--- BEGIN THE DATA ---

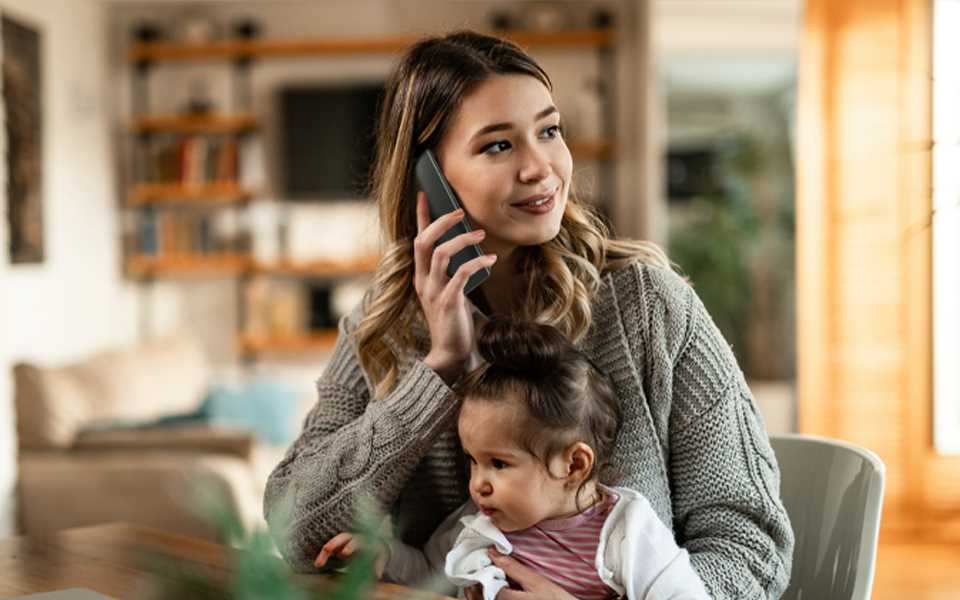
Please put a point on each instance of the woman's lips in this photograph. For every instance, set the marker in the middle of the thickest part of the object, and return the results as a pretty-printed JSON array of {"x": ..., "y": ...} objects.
[{"x": 538, "y": 208}]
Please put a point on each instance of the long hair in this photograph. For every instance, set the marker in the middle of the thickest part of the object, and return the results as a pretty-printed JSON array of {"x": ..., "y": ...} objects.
[
  {"x": 562, "y": 396},
  {"x": 421, "y": 97}
]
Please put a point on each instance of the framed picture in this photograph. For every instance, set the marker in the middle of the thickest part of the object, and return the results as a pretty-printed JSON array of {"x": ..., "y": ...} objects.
[{"x": 23, "y": 119}]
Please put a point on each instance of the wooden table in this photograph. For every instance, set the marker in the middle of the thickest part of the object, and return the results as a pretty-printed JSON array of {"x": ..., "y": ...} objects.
[{"x": 110, "y": 559}]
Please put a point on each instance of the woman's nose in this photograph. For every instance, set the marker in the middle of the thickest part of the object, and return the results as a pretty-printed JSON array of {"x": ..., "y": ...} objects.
[{"x": 535, "y": 166}]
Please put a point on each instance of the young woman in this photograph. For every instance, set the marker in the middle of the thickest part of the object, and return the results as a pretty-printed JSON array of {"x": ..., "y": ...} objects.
[{"x": 384, "y": 425}]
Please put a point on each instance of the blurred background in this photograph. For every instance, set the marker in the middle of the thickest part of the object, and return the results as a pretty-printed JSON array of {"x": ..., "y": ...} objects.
[{"x": 187, "y": 219}]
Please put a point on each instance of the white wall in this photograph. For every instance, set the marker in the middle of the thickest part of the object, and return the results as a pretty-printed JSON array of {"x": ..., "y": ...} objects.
[{"x": 75, "y": 302}]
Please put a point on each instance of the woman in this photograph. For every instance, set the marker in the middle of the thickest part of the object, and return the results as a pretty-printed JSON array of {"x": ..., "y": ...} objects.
[{"x": 691, "y": 442}]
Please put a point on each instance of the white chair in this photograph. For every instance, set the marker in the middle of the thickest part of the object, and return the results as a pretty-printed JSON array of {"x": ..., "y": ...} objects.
[{"x": 833, "y": 492}]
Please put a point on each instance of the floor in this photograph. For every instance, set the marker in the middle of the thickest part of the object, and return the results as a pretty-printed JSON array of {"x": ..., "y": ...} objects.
[{"x": 917, "y": 571}]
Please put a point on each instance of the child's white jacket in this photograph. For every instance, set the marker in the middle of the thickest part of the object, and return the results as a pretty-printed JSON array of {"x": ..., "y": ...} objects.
[{"x": 636, "y": 556}]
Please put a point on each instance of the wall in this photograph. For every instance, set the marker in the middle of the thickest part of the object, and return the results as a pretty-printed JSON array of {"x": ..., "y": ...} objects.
[
  {"x": 75, "y": 302},
  {"x": 864, "y": 250},
  {"x": 213, "y": 309}
]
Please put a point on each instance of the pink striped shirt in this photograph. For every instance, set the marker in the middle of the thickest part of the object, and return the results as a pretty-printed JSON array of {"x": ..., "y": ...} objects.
[{"x": 565, "y": 550}]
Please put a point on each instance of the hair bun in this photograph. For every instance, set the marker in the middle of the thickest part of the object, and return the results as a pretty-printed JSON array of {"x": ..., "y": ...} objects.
[{"x": 529, "y": 348}]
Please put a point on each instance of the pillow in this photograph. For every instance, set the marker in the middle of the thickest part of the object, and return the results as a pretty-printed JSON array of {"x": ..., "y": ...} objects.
[
  {"x": 197, "y": 438},
  {"x": 264, "y": 406},
  {"x": 140, "y": 383}
]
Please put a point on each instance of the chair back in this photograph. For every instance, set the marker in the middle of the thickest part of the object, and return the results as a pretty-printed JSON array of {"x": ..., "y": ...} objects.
[{"x": 833, "y": 492}]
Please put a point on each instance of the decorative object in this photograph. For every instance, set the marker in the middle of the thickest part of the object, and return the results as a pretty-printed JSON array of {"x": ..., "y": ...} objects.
[
  {"x": 546, "y": 16},
  {"x": 196, "y": 27},
  {"x": 247, "y": 29},
  {"x": 22, "y": 101}
]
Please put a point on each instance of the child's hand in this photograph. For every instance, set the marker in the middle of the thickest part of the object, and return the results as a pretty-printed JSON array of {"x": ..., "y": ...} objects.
[{"x": 343, "y": 545}]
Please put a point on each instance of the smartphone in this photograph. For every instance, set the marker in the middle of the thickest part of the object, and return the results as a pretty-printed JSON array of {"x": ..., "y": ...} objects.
[{"x": 442, "y": 200}]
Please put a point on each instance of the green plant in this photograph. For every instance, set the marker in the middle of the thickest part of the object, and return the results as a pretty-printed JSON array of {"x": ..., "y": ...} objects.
[{"x": 255, "y": 572}]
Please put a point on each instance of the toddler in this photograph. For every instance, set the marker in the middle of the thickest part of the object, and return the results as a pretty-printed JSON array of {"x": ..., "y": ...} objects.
[{"x": 538, "y": 425}]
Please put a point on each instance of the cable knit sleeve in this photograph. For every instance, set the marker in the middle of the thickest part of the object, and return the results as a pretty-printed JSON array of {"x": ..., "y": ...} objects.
[
  {"x": 351, "y": 446},
  {"x": 724, "y": 476}
]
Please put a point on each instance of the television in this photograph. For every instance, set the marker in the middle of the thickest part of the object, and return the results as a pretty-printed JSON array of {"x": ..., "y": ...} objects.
[{"x": 327, "y": 139}]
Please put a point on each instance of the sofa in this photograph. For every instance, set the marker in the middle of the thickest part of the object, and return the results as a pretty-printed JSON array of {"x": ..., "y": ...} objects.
[{"x": 98, "y": 441}]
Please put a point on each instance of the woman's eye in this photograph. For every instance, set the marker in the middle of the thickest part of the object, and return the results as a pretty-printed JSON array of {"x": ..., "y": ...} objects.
[
  {"x": 553, "y": 131},
  {"x": 499, "y": 146}
]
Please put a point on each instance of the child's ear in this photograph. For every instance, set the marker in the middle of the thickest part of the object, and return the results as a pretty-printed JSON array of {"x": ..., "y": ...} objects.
[{"x": 579, "y": 459}]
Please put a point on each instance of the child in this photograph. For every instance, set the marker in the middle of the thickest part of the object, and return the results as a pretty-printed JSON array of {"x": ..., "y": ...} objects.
[{"x": 538, "y": 425}]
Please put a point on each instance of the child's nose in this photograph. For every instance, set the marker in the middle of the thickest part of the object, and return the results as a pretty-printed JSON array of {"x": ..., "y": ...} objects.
[{"x": 480, "y": 486}]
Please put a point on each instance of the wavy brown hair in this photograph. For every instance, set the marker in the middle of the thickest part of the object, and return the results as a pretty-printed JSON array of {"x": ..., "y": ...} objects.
[{"x": 421, "y": 98}]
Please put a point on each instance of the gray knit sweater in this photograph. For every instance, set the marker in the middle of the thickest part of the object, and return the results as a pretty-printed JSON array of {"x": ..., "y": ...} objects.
[{"x": 692, "y": 441}]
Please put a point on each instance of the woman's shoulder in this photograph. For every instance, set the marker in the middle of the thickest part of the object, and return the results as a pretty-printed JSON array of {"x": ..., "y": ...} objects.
[{"x": 636, "y": 279}]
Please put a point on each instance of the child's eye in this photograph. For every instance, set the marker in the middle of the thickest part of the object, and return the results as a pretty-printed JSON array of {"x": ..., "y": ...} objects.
[{"x": 499, "y": 145}]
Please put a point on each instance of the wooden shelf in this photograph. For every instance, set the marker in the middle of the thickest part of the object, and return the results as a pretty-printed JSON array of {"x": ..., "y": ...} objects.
[
  {"x": 305, "y": 47},
  {"x": 226, "y": 263},
  {"x": 196, "y": 123},
  {"x": 217, "y": 193},
  {"x": 317, "y": 341},
  {"x": 319, "y": 268},
  {"x": 593, "y": 149}
]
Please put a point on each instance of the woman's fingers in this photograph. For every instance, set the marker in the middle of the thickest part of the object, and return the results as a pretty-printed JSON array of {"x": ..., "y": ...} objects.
[
  {"x": 474, "y": 592},
  {"x": 527, "y": 578},
  {"x": 459, "y": 280},
  {"x": 445, "y": 251},
  {"x": 335, "y": 545}
]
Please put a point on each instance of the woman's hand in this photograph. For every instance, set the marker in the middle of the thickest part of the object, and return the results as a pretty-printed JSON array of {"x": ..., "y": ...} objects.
[
  {"x": 444, "y": 303},
  {"x": 343, "y": 545},
  {"x": 533, "y": 586}
]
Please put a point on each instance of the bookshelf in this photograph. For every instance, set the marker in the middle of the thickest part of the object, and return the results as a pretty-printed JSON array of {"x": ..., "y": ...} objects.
[{"x": 168, "y": 186}]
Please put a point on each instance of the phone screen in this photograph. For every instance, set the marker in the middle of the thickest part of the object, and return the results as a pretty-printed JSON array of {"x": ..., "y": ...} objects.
[{"x": 442, "y": 199}]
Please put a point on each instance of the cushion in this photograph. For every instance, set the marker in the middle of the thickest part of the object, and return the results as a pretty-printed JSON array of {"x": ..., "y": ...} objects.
[
  {"x": 201, "y": 438},
  {"x": 264, "y": 406},
  {"x": 135, "y": 384}
]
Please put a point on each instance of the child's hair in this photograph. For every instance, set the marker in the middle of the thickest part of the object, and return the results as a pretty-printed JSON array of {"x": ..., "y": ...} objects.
[{"x": 565, "y": 398}]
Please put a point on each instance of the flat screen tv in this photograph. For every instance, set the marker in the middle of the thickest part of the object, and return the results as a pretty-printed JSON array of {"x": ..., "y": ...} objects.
[{"x": 327, "y": 140}]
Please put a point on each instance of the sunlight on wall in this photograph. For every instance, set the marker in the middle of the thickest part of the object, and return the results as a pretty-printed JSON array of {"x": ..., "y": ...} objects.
[{"x": 946, "y": 226}]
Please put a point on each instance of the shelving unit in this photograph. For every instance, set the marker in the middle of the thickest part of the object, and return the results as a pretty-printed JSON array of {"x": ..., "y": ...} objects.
[{"x": 149, "y": 199}]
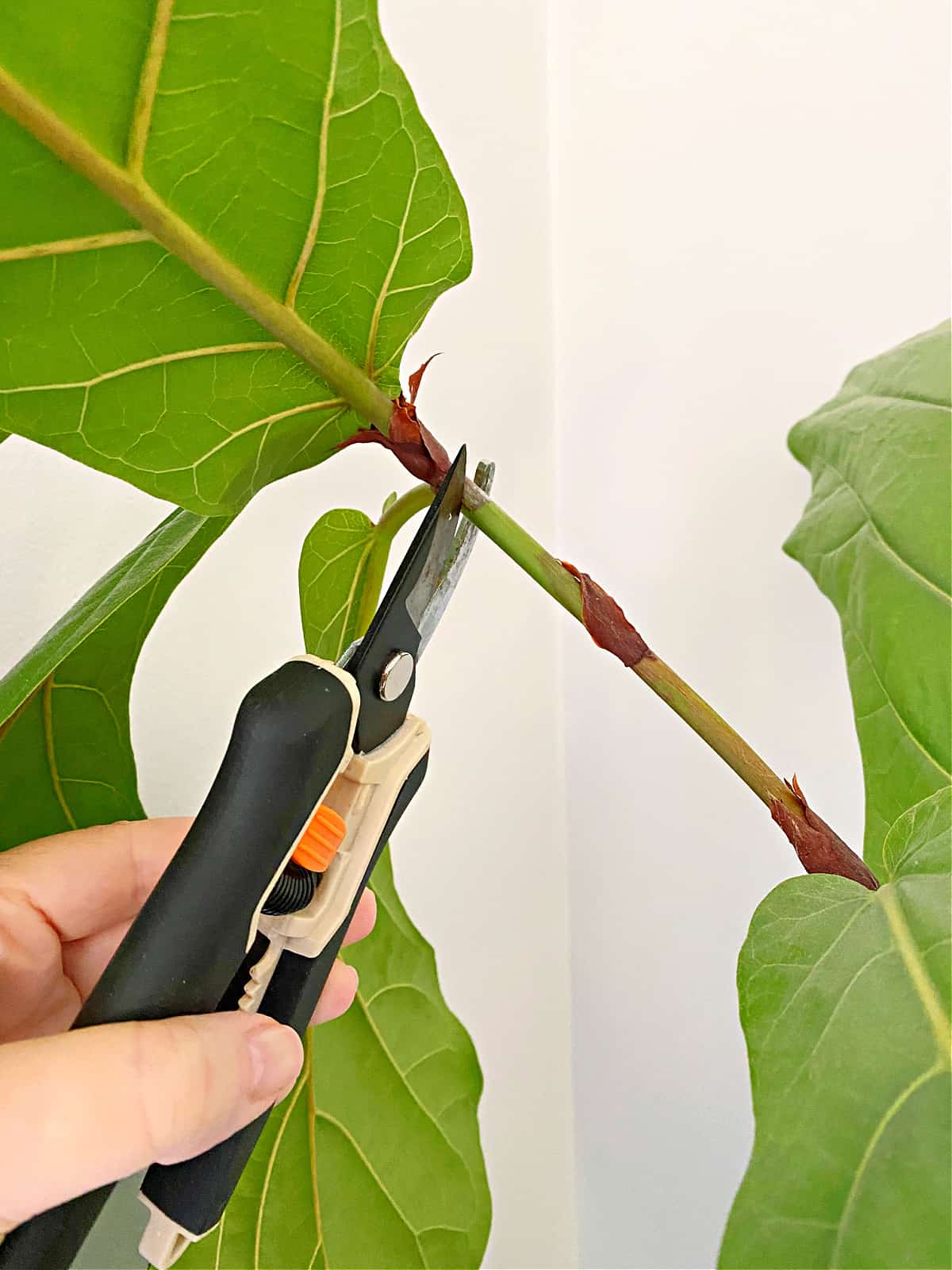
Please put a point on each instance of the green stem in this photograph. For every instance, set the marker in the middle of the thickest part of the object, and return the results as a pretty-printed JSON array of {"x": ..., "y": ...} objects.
[
  {"x": 387, "y": 527},
  {"x": 549, "y": 573},
  {"x": 366, "y": 398},
  {"x": 140, "y": 200}
]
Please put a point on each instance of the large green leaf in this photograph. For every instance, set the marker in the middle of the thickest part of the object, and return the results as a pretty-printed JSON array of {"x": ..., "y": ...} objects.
[
  {"x": 63, "y": 708},
  {"x": 281, "y": 143},
  {"x": 844, "y": 994},
  {"x": 334, "y": 567},
  {"x": 374, "y": 1160},
  {"x": 875, "y": 535}
]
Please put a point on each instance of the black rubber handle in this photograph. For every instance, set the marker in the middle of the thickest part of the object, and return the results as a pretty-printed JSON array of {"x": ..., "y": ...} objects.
[
  {"x": 188, "y": 944},
  {"x": 196, "y": 1191}
]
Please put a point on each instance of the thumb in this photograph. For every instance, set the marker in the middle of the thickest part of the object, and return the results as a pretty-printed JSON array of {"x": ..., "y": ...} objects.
[{"x": 93, "y": 1105}]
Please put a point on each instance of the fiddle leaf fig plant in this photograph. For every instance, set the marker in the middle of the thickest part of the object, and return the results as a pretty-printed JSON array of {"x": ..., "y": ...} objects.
[
  {"x": 222, "y": 228},
  {"x": 844, "y": 994}
]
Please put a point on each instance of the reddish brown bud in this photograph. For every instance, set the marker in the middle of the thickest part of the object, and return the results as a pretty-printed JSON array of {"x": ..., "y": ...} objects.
[{"x": 818, "y": 846}]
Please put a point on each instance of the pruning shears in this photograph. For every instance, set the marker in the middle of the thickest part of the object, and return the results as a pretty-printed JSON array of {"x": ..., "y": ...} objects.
[{"x": 251, "y": 914}]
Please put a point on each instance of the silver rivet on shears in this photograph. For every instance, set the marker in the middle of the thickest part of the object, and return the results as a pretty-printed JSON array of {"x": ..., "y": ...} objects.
[{"x": 397, "y": 676}]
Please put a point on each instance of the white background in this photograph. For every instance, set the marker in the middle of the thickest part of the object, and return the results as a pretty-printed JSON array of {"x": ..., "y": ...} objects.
[
  {"x": 749, "y": 197},
  {"x": 689, "y": 220}
]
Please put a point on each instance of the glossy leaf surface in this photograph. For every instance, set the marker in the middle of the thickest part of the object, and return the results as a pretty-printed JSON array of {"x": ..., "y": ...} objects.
[
  {"x": 844, "y": 995},
  {"x": 285, "y": 140},
  {"x": 65, "y": 752},
  {"x": 374, "y": 1160}
]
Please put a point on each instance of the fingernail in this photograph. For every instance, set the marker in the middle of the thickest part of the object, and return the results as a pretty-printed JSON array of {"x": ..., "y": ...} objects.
[{"x": 276, "y": 1060}]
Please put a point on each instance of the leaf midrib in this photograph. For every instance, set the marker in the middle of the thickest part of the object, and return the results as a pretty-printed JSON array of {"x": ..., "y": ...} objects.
[{"x": 140, "y": 201}]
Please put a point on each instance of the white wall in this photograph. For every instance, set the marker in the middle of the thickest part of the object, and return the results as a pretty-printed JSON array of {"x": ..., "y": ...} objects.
[
  {"x": 480, "y": 860},
  {"x": 749, "y": 197}
]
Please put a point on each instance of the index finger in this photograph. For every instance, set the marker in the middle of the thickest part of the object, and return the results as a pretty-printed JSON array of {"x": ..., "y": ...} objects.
[{"x": 88, "y": 880}]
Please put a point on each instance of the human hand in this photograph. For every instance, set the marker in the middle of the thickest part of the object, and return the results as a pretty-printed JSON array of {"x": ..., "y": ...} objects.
[{"x": 86, "y": 1108}]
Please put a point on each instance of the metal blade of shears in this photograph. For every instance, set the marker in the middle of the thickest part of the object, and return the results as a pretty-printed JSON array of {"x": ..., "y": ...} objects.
[{"x": 385, "y": 660}]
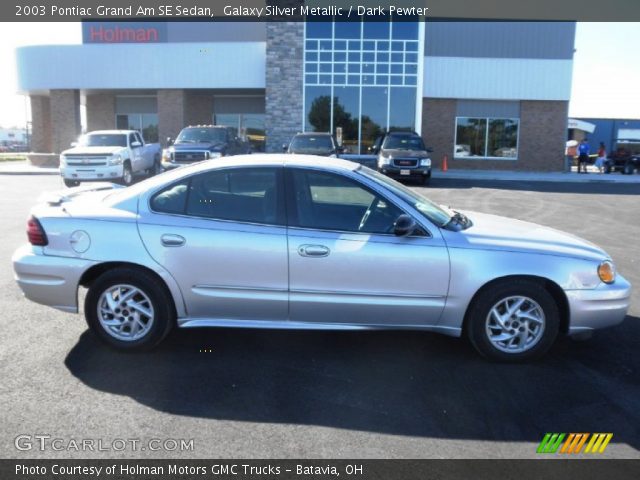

--- END THE DATA ---

INSTRUCTIONS TO FOLLOW: Return every line from the records above that contains the string "decorative", copying each one in full.

WORKED ANSWER:
Please put a point on each instance of the decorative object in this photograph. For every instance, set the marker in the middle of the thickest part of the object, and return the results as a pretty-printed JSON array of {"x": ..., "y": ...} objects.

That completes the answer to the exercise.